#### [Objectif]
Rédigez la suite du passage cité sur le drapeau gascon, en reprenant après sa dernière phrase.

Plutôt l’estela P.J. Momaas

S’il est légitime que les Gascons reconnaissent leur profondeur historique, il n’en reste pas moins qu’ils n’apparaissent comme peuple distinct qu’avec la romanisation de la Vasconie.
Les cultures du Paléolithique supérieur, du Mésolithique, puis du Néolithique font la fierté du Périgord et d’autres régions voisines, mais débordent à l’évidence l’aire gasconne et même un grand Sud-Ouest européen.
Mais pas de Gascons proprement dits avant la naissance de la Romania sur un fond euskarien.
La Dame de Brassempouy n’a donc rien de spécialement représentatif du point de vue gascon, même si l’on peut s’en enorgueillir.
D’autre part, un drapeau n’est pas un logo, ni un instrument de promotion culturelle et toutistique, et la vexillologie a des règles bien établies (peu respectées en France) : lisibilité des symboles et identification maximale à distance. Le drapeau à la testa ne respecte pas ces critères.
Enfin, il serait toujours nécessaire de préciser ce qu’on entend par drapeau et par "drapeau gascon" : les drapeaux propres à la Gascogne duché puis à la province, les bannières qui reprennent simplement les armoiries et ne sont donc pas des drapeaux stricto sensu ; ou bien un drapeau de toute l’aire gascone, de la Vasconia en somme ?
Beaucoup de gens peuvent s’y tromper, et cela crée des malentendus.

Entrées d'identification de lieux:
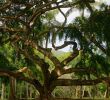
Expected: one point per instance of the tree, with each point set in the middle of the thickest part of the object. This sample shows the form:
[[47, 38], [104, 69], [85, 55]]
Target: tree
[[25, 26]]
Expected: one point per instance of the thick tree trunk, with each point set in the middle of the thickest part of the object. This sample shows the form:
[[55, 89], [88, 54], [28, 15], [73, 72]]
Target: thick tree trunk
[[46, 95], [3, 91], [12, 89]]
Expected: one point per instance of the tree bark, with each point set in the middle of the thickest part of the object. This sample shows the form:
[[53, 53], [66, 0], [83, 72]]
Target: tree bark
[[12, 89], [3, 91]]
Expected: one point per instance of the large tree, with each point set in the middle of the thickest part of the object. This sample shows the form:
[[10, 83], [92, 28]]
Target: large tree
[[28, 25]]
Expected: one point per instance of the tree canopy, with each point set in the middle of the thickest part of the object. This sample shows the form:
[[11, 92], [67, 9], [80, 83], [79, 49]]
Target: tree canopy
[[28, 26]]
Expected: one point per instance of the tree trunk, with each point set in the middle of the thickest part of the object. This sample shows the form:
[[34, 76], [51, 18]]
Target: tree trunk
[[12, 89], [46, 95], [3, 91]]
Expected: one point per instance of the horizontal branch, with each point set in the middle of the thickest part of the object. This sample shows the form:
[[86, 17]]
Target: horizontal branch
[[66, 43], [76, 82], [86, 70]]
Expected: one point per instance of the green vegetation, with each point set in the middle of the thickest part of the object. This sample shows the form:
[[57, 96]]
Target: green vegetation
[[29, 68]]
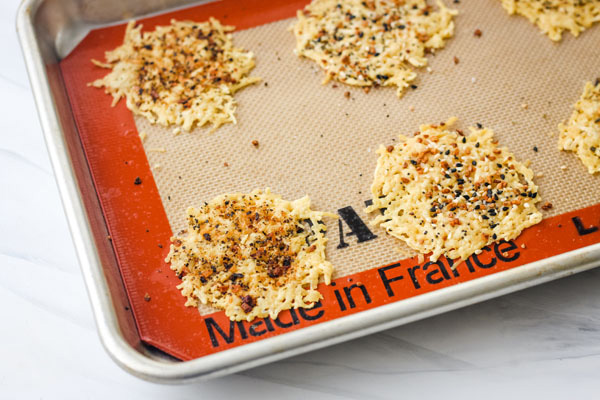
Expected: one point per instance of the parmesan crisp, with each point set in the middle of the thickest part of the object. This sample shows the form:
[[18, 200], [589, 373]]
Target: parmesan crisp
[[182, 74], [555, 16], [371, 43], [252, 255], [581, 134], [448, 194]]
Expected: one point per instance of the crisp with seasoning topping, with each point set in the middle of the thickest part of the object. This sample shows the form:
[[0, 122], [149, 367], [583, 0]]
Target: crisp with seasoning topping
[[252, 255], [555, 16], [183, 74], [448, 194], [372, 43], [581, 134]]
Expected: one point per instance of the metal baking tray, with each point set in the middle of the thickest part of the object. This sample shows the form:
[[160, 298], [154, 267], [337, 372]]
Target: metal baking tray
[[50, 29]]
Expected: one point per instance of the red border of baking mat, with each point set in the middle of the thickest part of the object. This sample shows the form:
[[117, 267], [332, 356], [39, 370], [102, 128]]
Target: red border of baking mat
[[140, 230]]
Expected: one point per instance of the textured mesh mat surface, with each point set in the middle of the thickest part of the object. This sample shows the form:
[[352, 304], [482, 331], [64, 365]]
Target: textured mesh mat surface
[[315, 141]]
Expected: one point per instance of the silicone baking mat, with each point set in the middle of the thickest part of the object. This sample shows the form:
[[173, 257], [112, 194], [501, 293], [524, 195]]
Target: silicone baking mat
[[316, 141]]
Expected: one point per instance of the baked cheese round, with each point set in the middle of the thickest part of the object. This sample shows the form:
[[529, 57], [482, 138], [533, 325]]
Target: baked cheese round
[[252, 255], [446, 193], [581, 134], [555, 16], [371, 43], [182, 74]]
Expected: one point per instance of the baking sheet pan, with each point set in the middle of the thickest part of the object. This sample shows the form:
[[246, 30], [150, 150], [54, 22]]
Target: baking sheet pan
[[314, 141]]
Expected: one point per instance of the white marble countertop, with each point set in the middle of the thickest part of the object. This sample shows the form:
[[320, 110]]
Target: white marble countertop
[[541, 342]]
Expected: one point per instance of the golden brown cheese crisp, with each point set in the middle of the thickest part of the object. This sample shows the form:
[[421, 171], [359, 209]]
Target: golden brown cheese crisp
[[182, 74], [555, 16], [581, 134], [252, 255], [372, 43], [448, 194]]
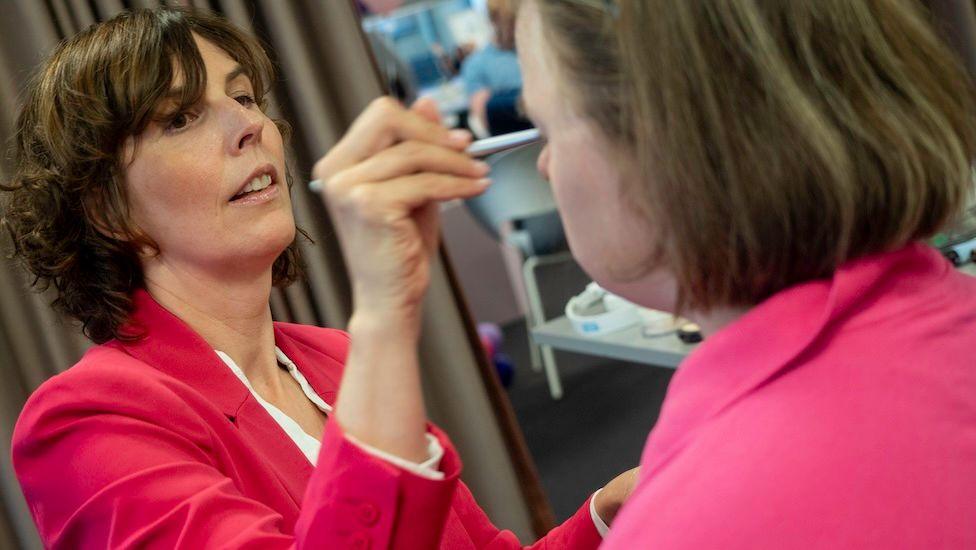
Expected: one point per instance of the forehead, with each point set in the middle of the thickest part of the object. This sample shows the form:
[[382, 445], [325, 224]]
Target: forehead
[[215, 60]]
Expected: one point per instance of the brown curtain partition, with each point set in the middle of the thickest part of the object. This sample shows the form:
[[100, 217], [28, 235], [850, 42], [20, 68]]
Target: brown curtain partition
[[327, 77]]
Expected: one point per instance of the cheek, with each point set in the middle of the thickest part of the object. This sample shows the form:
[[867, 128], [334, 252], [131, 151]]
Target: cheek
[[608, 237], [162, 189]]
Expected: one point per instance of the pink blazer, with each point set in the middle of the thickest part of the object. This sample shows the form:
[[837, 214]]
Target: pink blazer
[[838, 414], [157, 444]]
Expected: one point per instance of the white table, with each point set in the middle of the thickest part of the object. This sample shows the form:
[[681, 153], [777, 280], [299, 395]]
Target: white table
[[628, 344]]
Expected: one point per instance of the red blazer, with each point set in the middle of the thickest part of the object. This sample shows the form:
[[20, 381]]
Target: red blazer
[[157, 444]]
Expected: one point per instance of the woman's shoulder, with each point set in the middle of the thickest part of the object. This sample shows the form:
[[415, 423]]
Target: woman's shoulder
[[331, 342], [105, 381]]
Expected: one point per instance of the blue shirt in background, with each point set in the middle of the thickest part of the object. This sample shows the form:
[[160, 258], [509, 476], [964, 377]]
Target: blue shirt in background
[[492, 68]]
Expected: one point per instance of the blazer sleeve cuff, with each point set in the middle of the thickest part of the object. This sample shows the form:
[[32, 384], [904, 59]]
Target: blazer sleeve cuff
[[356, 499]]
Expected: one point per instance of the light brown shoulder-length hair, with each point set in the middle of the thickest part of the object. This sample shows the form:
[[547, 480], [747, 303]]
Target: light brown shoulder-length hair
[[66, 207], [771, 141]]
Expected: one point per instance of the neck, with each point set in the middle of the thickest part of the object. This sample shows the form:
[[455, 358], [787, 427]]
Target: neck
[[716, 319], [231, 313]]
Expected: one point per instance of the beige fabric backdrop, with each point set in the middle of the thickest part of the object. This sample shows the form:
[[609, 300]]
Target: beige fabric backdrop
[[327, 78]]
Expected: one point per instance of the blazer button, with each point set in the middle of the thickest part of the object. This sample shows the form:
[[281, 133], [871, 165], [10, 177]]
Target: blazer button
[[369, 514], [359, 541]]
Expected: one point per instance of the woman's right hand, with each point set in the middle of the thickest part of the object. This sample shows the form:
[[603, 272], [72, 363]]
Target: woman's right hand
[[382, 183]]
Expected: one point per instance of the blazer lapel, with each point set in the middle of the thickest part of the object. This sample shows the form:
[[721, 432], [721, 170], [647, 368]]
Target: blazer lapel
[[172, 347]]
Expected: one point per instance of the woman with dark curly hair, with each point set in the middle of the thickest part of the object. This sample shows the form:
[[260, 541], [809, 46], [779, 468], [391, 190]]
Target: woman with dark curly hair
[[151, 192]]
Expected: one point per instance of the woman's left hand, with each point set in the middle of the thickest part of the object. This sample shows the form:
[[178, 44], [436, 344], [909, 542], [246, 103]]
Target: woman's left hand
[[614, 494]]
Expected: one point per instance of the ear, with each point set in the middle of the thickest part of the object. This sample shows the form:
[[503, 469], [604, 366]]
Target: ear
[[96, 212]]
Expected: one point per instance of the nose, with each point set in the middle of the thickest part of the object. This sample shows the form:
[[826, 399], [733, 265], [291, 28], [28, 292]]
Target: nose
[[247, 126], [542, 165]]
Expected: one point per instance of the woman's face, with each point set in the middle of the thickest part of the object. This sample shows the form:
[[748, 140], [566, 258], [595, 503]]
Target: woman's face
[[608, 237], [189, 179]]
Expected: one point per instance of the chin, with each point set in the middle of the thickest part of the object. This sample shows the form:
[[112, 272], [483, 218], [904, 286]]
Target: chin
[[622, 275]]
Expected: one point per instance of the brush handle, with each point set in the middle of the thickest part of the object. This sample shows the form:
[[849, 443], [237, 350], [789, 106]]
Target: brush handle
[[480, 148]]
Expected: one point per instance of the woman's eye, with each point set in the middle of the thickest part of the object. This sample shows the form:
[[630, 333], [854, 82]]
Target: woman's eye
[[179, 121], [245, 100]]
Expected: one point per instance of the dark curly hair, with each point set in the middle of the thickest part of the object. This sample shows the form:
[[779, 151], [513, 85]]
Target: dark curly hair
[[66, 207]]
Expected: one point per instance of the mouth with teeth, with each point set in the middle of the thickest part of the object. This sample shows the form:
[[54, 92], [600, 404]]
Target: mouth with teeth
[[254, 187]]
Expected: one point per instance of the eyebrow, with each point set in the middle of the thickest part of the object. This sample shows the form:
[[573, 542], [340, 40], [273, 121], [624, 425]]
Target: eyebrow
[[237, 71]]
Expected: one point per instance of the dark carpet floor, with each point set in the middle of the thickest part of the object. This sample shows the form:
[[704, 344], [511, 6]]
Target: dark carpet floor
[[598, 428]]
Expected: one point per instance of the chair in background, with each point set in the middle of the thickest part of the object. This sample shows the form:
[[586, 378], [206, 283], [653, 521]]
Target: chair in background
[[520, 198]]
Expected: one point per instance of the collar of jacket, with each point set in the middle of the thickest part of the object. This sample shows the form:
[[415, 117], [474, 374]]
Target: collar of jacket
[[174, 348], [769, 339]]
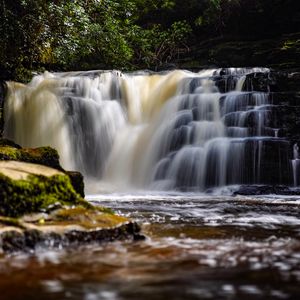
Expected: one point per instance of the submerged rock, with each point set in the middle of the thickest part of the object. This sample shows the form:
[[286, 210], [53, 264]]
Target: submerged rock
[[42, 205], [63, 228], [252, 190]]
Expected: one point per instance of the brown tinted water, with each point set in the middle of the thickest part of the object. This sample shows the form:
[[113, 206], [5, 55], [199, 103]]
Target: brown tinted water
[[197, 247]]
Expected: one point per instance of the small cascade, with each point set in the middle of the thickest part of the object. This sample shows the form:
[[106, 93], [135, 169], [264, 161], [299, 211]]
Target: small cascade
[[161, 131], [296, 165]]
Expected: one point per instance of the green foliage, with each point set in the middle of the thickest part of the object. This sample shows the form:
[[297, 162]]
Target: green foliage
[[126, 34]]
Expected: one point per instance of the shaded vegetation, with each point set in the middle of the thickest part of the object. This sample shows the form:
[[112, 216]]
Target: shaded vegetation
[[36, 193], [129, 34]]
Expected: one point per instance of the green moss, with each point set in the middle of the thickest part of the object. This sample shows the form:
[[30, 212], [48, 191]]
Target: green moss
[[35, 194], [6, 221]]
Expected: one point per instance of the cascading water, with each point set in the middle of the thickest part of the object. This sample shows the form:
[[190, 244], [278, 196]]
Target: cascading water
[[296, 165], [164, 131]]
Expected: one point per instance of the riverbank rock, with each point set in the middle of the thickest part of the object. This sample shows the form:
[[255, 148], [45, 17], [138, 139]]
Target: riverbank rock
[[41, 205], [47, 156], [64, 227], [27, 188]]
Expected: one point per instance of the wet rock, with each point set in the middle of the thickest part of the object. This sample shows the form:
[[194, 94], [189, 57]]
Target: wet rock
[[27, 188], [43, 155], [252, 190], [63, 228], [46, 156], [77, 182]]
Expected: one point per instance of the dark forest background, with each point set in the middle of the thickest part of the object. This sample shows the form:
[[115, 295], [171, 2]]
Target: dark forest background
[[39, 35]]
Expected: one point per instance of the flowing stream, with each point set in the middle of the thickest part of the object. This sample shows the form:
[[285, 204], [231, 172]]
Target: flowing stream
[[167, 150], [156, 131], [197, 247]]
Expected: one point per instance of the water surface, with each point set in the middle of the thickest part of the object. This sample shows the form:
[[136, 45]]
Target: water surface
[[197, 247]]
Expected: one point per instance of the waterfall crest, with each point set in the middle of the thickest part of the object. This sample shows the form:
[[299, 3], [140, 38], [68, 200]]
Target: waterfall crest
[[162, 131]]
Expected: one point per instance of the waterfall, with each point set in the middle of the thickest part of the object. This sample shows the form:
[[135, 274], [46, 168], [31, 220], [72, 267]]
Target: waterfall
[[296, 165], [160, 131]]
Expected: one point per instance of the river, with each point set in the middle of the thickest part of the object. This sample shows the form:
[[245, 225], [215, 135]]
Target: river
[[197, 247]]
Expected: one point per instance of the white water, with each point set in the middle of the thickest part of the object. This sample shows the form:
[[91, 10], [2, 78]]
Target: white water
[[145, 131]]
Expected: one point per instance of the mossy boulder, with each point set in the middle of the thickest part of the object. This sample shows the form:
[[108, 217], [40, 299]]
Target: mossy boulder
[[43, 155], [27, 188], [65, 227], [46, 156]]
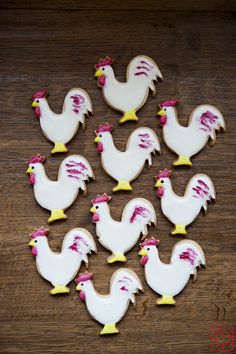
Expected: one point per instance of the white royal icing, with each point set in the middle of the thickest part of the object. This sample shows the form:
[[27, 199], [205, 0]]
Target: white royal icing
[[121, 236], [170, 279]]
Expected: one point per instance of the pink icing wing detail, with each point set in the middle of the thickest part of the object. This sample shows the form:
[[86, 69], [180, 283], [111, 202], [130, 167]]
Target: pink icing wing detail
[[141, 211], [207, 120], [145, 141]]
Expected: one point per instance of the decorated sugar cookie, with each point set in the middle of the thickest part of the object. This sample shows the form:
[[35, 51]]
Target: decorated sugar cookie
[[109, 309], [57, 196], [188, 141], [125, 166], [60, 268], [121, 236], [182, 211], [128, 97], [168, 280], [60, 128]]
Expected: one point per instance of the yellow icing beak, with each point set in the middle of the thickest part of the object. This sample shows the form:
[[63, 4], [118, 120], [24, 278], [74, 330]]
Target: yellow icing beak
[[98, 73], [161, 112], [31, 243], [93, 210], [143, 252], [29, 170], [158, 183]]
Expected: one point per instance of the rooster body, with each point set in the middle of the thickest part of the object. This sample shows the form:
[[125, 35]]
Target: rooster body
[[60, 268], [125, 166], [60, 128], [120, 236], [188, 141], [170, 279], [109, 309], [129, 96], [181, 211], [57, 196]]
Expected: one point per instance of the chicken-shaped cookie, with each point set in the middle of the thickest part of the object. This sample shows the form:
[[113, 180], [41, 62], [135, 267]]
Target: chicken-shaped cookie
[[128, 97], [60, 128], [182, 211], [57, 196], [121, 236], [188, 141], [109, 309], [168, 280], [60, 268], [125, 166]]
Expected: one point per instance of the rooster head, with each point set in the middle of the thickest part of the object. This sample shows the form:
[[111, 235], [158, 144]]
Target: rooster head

#### [Réponse]
L’estela d’argent à huit rais sur fond rouge me paraît plus historique et plus lisible. On peut la placer sur la partie rouge.
Quant à l’esthétique, le drapeau à la testa me paraît moins séduisant que ne devait l’être la Dame...
Donc : rouge et blanc, pourquoi pas, mais je n’adopterais pas le motif principal.
Compliments,

Grans de sau

  • Il est tout à fait inexact de dire qu’il n’y a pas de Gascons avant la romanisation.
    La Gascogne est dans ses grandes lignes héritières de l’Aquitaine ethnique ancienne, de telle sorte qu’il y a quasi continuité, en fait probablement au village près depuis des millénaires.
    Quant à la culture préhistorique de l’espace pyrénéen et garonnais, elle est distincte de celle de ce qui deviendra l’Ouest de la France et le Périgord depuis les premières traces de cromlechs.
    L’espace aquitain, assis sur le plateau landais, est notamment caractérisé par la faible infiltration des éléments de modernité venus de l’Est.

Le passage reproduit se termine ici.